# Entries shown start
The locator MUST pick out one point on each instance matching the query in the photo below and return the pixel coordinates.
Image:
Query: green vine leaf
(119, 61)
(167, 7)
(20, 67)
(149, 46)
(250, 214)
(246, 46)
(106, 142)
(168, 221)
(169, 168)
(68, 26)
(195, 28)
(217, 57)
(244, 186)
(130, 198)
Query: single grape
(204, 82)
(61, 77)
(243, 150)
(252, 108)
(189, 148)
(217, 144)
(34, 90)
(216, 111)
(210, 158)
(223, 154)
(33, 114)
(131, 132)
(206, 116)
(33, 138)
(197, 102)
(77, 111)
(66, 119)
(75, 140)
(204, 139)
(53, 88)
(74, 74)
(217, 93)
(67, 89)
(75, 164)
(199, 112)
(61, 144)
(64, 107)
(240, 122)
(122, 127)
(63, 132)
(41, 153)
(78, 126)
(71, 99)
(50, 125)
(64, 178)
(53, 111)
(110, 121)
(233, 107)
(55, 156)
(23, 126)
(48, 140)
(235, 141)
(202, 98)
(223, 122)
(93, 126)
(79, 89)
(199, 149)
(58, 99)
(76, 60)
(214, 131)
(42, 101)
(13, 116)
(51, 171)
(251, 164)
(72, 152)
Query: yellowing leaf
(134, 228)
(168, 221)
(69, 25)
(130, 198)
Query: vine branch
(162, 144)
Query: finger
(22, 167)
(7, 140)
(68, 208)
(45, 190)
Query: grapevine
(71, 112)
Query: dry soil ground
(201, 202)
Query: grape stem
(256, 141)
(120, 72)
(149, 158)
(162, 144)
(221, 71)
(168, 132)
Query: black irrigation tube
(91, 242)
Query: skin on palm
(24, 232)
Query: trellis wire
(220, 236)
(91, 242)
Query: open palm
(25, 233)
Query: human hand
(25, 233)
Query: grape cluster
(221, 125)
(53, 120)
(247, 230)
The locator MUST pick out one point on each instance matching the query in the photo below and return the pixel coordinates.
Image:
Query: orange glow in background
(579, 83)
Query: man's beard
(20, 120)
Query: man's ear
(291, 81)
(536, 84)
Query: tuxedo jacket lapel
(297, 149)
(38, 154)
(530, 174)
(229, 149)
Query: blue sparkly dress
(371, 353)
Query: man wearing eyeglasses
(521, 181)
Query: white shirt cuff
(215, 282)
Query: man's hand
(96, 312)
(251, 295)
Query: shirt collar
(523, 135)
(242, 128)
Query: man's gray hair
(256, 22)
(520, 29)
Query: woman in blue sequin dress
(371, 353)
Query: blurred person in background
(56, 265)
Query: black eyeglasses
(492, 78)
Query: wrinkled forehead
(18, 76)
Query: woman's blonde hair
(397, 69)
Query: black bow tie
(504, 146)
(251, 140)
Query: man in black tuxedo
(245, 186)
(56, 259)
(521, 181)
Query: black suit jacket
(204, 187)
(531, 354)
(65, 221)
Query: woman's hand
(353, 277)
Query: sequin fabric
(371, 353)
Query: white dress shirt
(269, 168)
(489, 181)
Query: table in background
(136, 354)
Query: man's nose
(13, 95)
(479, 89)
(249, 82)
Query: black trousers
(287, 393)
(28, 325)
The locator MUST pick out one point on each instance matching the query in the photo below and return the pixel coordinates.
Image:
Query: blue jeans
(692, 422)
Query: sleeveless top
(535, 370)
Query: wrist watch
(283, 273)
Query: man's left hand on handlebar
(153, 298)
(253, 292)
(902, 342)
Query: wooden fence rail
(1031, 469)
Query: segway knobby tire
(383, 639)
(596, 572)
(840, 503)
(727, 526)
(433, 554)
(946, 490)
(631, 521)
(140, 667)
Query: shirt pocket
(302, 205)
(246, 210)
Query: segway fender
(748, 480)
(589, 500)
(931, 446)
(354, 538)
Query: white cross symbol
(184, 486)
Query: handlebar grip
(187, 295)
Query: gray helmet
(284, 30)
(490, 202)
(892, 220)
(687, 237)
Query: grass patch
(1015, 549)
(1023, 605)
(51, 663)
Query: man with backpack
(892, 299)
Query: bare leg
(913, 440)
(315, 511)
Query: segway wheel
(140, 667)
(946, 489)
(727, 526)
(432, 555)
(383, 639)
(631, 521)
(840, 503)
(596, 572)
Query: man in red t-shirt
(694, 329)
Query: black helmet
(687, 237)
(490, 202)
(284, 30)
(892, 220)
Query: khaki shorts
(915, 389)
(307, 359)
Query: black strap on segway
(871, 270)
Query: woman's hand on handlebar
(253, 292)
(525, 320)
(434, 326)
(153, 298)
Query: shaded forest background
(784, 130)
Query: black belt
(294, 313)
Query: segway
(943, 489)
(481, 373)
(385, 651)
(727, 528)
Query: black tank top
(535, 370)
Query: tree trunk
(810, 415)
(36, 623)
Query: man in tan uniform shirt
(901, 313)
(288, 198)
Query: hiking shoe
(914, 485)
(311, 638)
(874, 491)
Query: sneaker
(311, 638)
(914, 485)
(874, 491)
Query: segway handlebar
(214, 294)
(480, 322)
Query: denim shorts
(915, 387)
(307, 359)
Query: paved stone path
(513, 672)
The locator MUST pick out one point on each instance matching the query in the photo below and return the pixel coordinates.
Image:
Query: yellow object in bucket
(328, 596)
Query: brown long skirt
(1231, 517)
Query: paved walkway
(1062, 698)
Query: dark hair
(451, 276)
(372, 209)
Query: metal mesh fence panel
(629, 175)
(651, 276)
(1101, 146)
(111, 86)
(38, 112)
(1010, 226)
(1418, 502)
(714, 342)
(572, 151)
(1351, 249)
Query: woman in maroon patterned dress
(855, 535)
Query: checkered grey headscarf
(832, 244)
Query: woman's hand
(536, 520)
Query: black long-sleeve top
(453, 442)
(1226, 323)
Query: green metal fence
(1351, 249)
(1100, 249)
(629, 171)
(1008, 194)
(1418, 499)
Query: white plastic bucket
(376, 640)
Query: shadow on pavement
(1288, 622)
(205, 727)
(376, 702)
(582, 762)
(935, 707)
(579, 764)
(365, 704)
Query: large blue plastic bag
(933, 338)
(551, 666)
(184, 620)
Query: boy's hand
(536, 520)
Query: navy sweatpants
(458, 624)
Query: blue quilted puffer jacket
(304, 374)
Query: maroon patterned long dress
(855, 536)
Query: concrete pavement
# Entries shown end
> Instruction: Copy out all of the lines above word for word, keeping the same order.

> Output of the exercise:
The locator MUST pick out one point on each instance matching the query in the photo below and return the pixel coordinates.
Image:
Query: green vine leaf
(119, 61)
(167, 7)
(20, 67)
(149, 46)
(250, 214)
(246, 46)
(106, 142)
(168, 221)
(169, 168)
(68, 26)
(195, 28)
(217, 57)
(244, 186)
(130, 198)
Query: single grape
(204, 82)
(61, 77)
(243, 150)
(252, 108)
(189, 148)
(217, 144)
(34, 90)
(216, 111)
(210, 158)
(223, 154)
(33, 114)
(131, 132)
(206, 116)
(33, 138)
(197, 102)
(77, 111)
(66, 119)
(75, 140)
(204, 139)
(53, 88)
(74, 74)
(217, 93)
(67, 89)
(75, 164)
(199, 112)
(61, 144)
(64, 107)
(240, 122)
(122, 127)
(63, 132)
(41, 153)
(78, 126)
(71, 99)
(50, 125)
(64, 178)
(53, 111)
(110, 121)
(233, 107)
(55, 156)
(23, 126)
(48, 140)
(235, 141)
(202, 98)
(223, 122)
(93, 126)
(79, 89)
(199, 149)
(58, 99)
(76, 60)
(214, 131)
(42, 101)
(13, 116)
(51, 171)
(251, 164)
(72, 152)
Query: yellowing leaf
(134, 228)
(168, 221)
(69, 25)
(130, 198)
Query: vine branch
(162, 144)
Query: finger
(22, 167)
(7, 140)
(68, 208)
(45, 190)
Query: grapevine
(71, 112)
Query: dry soil ground
(201, 202)
Query: grape stem
(256, 141)
(120, 72)
(149, 158)
(162, 144)
(221, 71)
(168, 132)
Query: black irrigation tube
(91, 242)
Query: skin on palm
(24, 232)
Query: trellis wire
(220, 236)
(91, 242)
Query: open palm
(25, 233)
Query: human hand
(25, 233)
Query: grape cluster
(221, 125)
(53, 120)
(247, 230)
The locator MUST pick out one point on each instance matching the query in the photo below and return the pixel coordinates.
Image:
Query: orange glow in background
(579, 83)
Query: man's beard
(20, 120)
Query: man's ear
(291, 81)
(536, 84)
Query: tuxedo jacket lapel
(297, 149)
(38, 154)
(530, 174)
(229, 149)
Query: blue sparkly dress
(371, 353)
Query: man wearing eyeglasses
(521, 181)
Query: white shirt cuff
(215, 282)
Query: man's hand
(96, 312)
(251, 295)
Query: shirt collar
(523, 135)
(242, 128)
Query: man's gray hair
(256, 22)
(520, 29)
Query: woman in blue sequin dress
(371, 353)
Query: blurred person in background
(56, 265)
Query: black eyeglasses
(492, 78)
Query: wrinkled forehead
(18, 76)
Query: woman's blonde hair
(397, 69)
Query: black bow tie
(504, 146)
(251, 140)
Query: man in black tuxedo
(245, 186)
(56, 259)
(521, 181)
Query: black suit jacket
(204, 187)
(531, 354)
(65, 221)
Query: woman's hand
(353, 277)
Query: sequin fabric
(371, 353)
Query: white dress shirt
(269, 168)
(489, 181)
Query: table in background
(136, 354)
Query: man's nose
(13, 95)
(479, 89)
(249, 82)
Query: black trousers
(287, 393)
(28, 325)
The locator MUST pick out one point on each instance matching the query in the photo below and return the pixel coordinates.
Image:
Query: blue jeans
(692, 422)
Query: sleeveless top
(535, 370)
Query: wrist watch
(283, 273)
Query: man's left hand on handlebar
(153, 298)
(253, 292)
(902, 342)
Query: wooden fence rail
(1031, 469)
Query: segway knobby tire
(383, 639)
(596, 572)
(840, 503)
(727, 526)
(433, 554)
(946, 490)
(631, 521)
(140, 667)
Query: shirt pocket
(302, 205)
(246, 210)
Query: segway fender
(748, 480)
(589, 500)
(931, 446)
(354, 538)
Query: white cross symbol
(184, 486)
Query: handlebar grip
(187, 295)
Query: gray helmet
(284, 30)
(490, 202)
(892, 220)
(687, 237)
Query: grass patch
(1015, 549)
(1023, 605)
(51, 663)
Query: man with backpack
(892, 299)
Query: bare leg
(913, 440)
(315, 511)
Query: segway wheel
(140, 667)
(946, 489)
(727, 526)
(432, 555)
(383, 639)
(631, 521)
(840, 503)
(596, 572)
Query: man in red t-shirt
(694, 329)
Query: black helmet
(687, 237)
(490, 202)
(284, 30)
(892, 220)
Query: khaki shorts
(915, 389)
(307, 359)
Query: black strap on segway
(871, 270)
Query: woman's hand on handlebar
(253, 292)
(525, 320)
(434, 326)
(153, 298)
Query: shaded forest background
(784, 130)
Query: black belt
(294, 313)
Query: segway
(943, 489)
(481, 373)
(385, 651)
(727, 528)
Query: black tank top
(535, 370)
Query: tree trunk
(810, 415)
(36, 623)
Query: man in tan uniform shirt
(901, 313)
(288, 198)
Query: hiking shoe
(914, 485)
(311, 638)
(874, 491)
Query: sneaker
(311, 638)
(914, 485)
(874, 491)
Query: segway handlebar
(214, 294)
(480, 322)
Query: denim shorts
(915, 387)
(307, 359)
Query: paved stone path
(513, 672)
The locator MUST pick out one point on each instance matching the query in the photo below and return the pixel coordinates.
Image:
Query: yellow object in bucket
(328, 596)
Query: brown long skirt
(1231, 517)
Query: paved walkway
(1062, 698)
Query: dark hair
(451, 276)
(372, 209)
Query: metal mesh fence panel
(629, 175)
(651, 276)
(1101, 146)
(111, 86)
(38, 112)
(1010, 226)
(1418, 502)
(714, 342)
(572, 151)
(1351, 249)
Query: woman in maroon patterned dress
(855, 535)
Query: checkered grey headscarf
(832, 244)
Query: woman's hand
(536, 520)
Query: black long-sleeve top
(453, 442)
(1226, 323)
Query: green metal fence
(1351, 249)
(1100, 249)
(629, 171)
(1008, 194)
(1418, 499)
Query: white plastic bucket
(376, 640)
Query: shadow on pavement
(1288, 622)
(205, 727)
(376, 702)
(582, 762)
(935, 707)
(579, 764)
(365, 704)
Query: large blue plastic bag
(933, 338)
(551, 666)
(184, 620)
Query: boy's hand
(536, 520)
Query: navy sweatpants
(458, 624)
Query: blue quilted puffer jacket
(304, 374)
Query: maroon patterned long dress
(855, 536)
Query: concrete pavement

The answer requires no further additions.